> the whole business model of companies like OpenAI and Anthropic, at least at t...

Majromax · 2025-11-06T20:26:26 1762460786

> If OpenAI or Anthropic could squeeze the same output out of smaller GPUs and servers they'd be doing it for themselves.

First, they do this; that's why they release models at different price points. It's also why GPT-5 tries auto-routing requests to the most cost-effective model.

Second, be careful about considering the incentives of these companies. They all act as if they're in an existential race to deliver 'the' best model; the winner-take-all model justifies their collective trillion dollar-ish valuation. In that race, delivering 97% of the performance at 10% of the cost is a distraction.

cubefox · 2025-11-07T02:30:04 1762482604

> > If OpenAI or Anthropic could squeeze the same output out of smaller GPUs and servers they'd be doing it for themselves.

> First, they do this; that's why they release models at different price points.

Brief A: Translate this sentence from the thread on AI model costs into French: "In that race, delivering 97% of the performance at 10% of the cost is a distraction."
Brief B: Copy the passage of the thread on AI model costs starting with "Second, be careful" and going on through "is a distraction.".
Brief C: Write what follows in the thread on AI model costs, picking up after its last line.
The records are separate material and have no connection to the thread on AI model costs.

Data records:

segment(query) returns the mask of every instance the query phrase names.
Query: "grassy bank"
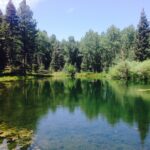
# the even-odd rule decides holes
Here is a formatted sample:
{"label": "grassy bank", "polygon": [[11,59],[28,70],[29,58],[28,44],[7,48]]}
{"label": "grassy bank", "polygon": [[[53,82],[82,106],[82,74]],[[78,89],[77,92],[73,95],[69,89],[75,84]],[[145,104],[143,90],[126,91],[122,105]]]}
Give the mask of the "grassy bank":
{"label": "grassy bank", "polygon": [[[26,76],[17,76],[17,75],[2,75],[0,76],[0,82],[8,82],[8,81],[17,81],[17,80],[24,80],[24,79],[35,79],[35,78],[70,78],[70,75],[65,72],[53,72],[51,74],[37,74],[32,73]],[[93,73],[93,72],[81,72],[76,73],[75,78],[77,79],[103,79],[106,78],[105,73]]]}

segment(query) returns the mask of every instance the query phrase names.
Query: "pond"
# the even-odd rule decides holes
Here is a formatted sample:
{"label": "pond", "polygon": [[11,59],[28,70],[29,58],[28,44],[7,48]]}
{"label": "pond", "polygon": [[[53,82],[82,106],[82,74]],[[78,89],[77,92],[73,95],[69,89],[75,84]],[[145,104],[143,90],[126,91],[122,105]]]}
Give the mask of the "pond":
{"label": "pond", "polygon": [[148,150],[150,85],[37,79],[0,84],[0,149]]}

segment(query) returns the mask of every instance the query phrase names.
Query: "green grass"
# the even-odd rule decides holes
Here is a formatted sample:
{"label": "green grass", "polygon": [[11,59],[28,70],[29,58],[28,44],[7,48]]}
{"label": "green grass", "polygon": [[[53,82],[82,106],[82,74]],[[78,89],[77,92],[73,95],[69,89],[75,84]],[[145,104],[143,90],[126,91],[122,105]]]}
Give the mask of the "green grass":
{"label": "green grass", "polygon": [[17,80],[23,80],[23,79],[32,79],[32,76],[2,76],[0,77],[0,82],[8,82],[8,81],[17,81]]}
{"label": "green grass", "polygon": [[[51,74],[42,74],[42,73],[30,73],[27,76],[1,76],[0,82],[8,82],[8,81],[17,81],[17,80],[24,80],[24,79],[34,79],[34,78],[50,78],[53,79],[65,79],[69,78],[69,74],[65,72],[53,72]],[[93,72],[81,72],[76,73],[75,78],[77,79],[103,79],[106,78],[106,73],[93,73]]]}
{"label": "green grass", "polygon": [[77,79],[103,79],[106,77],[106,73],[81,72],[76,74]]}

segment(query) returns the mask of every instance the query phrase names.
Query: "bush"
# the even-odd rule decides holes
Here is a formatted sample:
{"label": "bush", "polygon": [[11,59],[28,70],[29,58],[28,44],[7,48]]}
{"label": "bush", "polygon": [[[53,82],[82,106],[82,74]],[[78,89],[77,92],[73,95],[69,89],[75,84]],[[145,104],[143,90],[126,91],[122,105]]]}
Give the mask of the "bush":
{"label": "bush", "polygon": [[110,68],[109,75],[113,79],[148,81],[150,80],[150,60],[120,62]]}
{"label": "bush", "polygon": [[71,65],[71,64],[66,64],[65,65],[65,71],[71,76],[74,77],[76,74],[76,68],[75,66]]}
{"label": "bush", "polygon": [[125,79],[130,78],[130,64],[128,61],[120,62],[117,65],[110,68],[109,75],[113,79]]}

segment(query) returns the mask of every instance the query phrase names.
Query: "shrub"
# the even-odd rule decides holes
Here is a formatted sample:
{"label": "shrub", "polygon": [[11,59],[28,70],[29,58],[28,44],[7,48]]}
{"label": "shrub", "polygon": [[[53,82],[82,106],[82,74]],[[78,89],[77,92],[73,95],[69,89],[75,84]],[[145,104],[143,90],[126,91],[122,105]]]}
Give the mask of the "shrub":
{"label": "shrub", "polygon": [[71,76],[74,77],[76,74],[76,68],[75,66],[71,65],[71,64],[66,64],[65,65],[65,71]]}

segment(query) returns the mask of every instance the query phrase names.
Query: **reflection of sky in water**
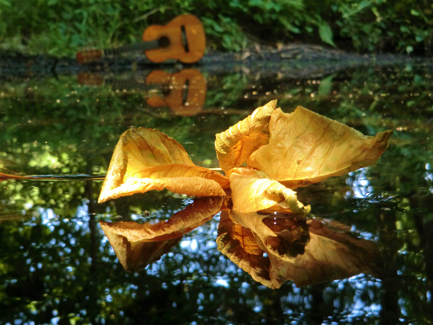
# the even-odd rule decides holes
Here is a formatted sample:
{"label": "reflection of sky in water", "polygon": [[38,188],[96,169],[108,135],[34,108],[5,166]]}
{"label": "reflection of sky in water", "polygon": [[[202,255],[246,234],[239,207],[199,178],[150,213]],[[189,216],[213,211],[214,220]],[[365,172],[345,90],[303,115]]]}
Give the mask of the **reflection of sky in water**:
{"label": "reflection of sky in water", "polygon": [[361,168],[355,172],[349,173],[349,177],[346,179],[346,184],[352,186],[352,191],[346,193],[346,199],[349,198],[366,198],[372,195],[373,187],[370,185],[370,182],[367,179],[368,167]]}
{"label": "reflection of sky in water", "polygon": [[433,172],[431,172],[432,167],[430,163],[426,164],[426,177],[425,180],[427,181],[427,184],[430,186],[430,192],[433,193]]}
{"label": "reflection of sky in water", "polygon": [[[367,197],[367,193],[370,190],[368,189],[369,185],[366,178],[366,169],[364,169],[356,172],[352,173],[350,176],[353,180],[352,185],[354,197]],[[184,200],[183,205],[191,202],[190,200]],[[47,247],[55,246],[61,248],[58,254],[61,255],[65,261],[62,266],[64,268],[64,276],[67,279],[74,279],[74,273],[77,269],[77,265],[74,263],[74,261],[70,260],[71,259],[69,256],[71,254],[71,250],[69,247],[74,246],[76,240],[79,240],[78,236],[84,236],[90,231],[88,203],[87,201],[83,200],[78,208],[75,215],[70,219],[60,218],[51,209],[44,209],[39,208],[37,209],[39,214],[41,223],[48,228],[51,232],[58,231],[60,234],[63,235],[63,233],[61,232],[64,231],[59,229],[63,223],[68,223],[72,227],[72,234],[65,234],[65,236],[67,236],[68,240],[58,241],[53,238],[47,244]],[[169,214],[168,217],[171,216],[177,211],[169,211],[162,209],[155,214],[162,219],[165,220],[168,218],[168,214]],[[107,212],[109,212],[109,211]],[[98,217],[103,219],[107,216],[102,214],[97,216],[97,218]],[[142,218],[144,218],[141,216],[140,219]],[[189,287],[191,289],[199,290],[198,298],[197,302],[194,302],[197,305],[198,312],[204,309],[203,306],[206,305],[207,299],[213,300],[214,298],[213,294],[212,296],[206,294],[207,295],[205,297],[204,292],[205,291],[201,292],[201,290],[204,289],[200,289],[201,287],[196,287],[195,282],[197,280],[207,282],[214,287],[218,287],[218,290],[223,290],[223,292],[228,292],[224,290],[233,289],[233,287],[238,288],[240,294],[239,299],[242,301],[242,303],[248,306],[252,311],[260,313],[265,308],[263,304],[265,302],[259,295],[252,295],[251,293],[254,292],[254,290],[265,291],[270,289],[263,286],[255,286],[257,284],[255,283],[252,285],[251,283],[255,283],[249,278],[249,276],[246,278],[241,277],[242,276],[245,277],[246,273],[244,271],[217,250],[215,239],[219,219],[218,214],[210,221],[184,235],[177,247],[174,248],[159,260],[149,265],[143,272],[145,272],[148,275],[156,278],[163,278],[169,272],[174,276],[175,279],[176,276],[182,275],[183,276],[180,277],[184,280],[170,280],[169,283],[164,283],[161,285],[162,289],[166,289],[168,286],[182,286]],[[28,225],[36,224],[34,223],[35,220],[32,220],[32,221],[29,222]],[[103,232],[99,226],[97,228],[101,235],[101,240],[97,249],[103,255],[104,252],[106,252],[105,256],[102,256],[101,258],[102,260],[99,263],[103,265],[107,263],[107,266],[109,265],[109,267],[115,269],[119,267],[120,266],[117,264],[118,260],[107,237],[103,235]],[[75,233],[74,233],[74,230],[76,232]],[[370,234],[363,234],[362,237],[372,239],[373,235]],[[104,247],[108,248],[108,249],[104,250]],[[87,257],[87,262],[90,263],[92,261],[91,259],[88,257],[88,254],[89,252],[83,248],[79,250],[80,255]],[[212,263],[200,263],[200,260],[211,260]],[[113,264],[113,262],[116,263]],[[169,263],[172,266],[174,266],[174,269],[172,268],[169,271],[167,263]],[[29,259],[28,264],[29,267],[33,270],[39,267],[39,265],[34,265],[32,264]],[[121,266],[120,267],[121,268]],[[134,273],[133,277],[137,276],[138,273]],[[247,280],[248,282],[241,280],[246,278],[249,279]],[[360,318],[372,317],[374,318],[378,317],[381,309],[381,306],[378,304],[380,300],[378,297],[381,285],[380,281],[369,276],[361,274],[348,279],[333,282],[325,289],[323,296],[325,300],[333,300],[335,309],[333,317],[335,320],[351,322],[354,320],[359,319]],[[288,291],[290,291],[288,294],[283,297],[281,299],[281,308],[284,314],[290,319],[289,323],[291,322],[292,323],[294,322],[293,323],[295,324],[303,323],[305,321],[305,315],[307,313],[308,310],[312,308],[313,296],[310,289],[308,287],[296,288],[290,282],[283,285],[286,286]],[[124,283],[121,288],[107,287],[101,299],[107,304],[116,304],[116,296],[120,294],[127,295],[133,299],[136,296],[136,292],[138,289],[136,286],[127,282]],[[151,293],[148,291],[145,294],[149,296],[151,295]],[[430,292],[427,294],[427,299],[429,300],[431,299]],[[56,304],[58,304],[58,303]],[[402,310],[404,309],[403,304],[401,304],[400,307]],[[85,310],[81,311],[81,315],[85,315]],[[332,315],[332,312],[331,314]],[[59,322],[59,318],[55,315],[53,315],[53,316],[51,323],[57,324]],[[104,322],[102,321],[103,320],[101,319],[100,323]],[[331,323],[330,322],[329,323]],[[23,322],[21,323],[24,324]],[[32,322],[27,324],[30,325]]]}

==

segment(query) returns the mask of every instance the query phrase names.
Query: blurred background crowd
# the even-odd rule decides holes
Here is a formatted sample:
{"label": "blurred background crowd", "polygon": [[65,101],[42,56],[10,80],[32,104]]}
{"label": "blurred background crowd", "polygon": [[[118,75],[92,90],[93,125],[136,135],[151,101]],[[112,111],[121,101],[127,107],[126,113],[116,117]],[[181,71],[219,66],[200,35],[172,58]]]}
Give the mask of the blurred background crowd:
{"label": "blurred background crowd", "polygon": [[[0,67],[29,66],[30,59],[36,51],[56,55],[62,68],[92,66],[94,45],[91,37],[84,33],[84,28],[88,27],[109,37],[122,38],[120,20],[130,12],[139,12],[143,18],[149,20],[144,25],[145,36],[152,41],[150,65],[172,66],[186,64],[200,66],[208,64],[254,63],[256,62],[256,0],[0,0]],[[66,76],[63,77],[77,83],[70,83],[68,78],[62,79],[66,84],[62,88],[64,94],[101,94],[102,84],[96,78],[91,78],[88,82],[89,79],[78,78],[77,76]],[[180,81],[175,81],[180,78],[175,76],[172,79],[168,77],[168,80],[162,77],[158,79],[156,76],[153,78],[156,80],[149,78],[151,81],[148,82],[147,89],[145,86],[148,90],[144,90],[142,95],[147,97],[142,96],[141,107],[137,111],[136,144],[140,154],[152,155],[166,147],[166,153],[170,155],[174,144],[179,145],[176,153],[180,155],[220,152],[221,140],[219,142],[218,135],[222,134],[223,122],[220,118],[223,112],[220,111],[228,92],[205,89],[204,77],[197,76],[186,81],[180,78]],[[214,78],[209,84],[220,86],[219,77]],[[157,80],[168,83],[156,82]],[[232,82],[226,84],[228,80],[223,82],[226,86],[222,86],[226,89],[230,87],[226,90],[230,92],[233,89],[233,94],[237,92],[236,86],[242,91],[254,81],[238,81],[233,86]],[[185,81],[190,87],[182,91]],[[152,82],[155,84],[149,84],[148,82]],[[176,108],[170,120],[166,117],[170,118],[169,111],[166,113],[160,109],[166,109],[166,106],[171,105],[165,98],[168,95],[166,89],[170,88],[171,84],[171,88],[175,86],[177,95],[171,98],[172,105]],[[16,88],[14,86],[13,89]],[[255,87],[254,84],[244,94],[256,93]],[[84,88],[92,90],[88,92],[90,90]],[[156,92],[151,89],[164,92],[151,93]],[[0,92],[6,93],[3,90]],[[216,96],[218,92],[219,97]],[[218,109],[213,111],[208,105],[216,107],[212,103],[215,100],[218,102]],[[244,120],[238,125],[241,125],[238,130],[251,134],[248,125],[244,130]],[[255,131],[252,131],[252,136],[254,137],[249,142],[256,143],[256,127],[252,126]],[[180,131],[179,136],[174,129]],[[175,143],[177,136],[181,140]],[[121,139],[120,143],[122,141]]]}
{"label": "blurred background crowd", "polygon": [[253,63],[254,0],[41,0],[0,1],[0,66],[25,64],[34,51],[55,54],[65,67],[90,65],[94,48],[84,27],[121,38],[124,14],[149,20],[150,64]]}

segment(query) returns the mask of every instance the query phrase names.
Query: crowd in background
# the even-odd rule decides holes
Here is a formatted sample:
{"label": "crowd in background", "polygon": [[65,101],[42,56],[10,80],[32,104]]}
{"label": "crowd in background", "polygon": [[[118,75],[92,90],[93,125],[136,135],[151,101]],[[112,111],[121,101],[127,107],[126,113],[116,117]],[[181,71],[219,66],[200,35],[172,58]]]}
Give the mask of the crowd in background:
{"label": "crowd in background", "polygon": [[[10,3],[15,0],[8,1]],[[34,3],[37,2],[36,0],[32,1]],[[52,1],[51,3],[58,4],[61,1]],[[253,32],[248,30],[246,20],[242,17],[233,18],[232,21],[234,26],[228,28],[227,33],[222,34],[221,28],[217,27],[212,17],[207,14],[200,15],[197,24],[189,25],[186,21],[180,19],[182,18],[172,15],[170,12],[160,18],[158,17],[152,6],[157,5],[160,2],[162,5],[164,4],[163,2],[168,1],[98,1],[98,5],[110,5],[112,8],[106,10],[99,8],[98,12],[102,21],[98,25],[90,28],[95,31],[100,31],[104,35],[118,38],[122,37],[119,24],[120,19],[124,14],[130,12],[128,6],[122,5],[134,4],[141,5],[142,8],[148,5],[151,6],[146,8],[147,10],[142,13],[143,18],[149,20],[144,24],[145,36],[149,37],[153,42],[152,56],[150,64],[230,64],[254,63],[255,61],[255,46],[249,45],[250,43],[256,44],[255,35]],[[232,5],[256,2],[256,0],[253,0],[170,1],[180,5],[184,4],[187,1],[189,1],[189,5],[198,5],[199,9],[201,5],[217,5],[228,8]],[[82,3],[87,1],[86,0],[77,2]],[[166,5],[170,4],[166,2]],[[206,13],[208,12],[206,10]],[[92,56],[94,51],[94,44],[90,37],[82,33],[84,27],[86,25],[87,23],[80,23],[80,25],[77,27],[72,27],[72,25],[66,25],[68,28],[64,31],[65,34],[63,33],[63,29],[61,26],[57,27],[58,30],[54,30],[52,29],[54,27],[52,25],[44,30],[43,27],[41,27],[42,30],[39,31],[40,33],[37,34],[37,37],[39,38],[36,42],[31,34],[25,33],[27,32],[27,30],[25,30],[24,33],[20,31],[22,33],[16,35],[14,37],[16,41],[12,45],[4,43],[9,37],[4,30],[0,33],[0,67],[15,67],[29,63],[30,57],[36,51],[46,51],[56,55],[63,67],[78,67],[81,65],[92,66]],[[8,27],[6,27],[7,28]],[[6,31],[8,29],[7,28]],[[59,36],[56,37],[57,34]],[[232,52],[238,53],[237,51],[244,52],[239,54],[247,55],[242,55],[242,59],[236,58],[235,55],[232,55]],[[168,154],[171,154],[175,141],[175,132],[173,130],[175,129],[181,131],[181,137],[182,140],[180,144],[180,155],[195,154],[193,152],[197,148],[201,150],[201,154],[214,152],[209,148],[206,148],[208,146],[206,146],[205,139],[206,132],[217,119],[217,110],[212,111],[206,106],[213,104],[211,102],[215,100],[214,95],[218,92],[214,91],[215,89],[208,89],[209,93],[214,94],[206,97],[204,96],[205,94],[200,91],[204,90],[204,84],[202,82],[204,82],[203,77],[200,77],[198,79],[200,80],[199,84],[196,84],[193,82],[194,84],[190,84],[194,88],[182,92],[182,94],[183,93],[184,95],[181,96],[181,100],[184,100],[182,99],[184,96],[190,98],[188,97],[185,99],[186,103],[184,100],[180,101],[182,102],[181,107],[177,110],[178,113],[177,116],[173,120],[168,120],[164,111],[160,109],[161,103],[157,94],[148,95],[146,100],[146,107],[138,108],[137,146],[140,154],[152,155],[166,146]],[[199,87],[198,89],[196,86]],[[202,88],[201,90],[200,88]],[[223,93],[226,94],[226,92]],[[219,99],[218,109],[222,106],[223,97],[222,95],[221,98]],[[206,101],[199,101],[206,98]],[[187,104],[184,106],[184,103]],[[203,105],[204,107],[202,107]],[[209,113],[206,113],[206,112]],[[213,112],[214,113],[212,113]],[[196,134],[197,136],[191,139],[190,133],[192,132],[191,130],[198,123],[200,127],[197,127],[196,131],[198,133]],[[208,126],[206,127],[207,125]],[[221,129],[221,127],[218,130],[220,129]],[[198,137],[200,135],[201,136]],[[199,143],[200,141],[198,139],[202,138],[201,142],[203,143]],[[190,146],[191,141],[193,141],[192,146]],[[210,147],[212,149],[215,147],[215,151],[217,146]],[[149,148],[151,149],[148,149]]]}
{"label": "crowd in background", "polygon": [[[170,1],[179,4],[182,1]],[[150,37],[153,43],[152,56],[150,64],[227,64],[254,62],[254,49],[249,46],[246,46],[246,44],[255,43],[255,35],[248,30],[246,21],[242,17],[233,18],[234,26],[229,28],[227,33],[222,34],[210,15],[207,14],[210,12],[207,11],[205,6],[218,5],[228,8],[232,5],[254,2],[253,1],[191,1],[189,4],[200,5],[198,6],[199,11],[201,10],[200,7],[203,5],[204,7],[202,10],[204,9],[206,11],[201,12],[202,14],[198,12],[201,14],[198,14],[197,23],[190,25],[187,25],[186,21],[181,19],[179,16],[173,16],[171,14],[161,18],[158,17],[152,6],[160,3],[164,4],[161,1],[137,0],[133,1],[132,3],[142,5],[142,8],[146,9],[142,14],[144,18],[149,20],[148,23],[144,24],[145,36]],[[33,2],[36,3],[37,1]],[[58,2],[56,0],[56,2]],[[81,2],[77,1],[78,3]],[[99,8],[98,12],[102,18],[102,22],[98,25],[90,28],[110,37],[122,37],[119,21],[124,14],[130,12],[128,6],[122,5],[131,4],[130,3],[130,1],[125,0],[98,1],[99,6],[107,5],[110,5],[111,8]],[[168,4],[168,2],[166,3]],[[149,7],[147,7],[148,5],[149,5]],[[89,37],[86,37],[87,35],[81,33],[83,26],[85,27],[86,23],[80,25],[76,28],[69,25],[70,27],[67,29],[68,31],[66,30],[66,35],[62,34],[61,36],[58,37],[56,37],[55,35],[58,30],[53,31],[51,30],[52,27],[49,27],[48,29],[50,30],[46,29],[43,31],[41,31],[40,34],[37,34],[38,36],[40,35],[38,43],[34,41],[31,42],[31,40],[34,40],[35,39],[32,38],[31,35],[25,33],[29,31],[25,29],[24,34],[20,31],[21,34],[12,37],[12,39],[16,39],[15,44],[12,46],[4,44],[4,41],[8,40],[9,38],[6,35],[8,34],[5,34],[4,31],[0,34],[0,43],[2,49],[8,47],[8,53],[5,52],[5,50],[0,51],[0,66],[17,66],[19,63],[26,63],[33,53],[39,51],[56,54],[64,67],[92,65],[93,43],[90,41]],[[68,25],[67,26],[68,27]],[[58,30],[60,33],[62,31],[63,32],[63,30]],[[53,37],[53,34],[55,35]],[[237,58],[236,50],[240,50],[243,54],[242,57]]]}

---

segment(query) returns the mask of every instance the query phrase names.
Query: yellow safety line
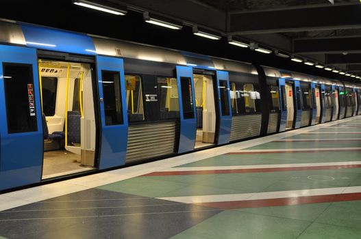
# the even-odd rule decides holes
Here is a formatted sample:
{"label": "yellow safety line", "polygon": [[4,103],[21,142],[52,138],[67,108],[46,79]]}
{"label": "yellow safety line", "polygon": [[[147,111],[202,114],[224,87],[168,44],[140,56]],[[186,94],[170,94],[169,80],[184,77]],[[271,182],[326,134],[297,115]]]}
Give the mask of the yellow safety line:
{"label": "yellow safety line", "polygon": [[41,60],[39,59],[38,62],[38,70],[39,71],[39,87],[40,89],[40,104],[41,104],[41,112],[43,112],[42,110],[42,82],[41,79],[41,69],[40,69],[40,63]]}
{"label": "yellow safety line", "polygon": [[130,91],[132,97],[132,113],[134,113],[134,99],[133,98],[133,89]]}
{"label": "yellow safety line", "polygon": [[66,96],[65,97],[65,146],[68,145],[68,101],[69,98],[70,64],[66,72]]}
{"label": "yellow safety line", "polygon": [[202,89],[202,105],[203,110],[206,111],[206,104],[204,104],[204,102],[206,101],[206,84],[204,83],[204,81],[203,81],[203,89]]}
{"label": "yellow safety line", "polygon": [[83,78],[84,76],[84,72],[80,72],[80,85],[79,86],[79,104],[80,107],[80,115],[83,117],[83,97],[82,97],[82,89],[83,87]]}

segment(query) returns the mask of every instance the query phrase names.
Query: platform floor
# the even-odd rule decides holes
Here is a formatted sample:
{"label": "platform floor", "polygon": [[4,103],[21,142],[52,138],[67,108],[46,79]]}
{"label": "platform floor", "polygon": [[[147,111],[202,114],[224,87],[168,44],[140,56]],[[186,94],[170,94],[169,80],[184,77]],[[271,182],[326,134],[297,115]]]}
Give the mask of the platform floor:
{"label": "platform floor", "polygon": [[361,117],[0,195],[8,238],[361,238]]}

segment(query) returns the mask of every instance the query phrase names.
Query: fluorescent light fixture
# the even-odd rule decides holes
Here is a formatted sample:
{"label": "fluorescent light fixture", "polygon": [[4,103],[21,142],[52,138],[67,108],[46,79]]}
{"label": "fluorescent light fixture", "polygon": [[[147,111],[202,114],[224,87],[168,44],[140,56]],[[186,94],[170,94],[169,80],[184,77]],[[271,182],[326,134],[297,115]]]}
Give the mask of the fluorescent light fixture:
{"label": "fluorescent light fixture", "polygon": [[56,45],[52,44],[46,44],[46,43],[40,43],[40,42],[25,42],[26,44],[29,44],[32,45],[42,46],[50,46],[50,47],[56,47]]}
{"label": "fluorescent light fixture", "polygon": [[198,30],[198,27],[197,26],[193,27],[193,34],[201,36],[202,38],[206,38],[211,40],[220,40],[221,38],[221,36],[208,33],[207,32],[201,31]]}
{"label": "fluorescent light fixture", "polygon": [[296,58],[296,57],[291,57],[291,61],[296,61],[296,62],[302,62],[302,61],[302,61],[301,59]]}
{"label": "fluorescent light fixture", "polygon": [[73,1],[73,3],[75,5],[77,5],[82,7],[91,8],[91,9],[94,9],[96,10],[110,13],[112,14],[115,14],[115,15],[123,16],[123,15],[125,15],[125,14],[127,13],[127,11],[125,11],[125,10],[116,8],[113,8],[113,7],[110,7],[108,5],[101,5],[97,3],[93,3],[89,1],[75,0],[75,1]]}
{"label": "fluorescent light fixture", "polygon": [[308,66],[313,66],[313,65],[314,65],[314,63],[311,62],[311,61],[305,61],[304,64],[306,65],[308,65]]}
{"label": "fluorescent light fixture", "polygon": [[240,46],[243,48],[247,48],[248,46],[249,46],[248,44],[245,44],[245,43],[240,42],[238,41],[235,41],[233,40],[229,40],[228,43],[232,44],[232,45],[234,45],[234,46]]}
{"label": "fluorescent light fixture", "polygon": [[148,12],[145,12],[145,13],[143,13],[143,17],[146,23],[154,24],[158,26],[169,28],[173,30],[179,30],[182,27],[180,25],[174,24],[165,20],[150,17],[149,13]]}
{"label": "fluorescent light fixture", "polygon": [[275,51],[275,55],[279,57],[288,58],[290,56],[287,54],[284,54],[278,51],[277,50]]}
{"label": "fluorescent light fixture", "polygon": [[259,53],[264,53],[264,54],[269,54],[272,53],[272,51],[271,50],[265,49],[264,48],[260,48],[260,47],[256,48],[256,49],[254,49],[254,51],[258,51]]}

Task response A: Dans cette course, offrir 97 % des performances pour 10 % du coût est une distraction.

Task response B:
Second, be careful about considering the incentives of these companies. They all act as if they're in an existential race to deliver 'the' best model; the winner-take-all model justifies their collective trillion dollar-ish valuation. In that race, delivering 97% of the performance at 10% of the cost is a distraction.

Task response C:
No, those don't deliver the same output. The cheaper models are worse.

> It's also why GPT-5 tries auto-routing requests to the most cost-effective model.

These are likely the same size, just one uses reasoning and the other doesn't. Not using reasoning is cheaper, but not because the model is smaller.

gunalx · 2025-11-07T09:12:46 1762506766

But they also squesed a 80% cut in O3 at some point, supposedly purely on inference or infra optimization

anabis · 2025-11-11T00:48:19 1762822099

> delivering 97% of the performance at 10% of the cost is a distraction.

Not if you are running RL on that model, and need to do many roll-outs.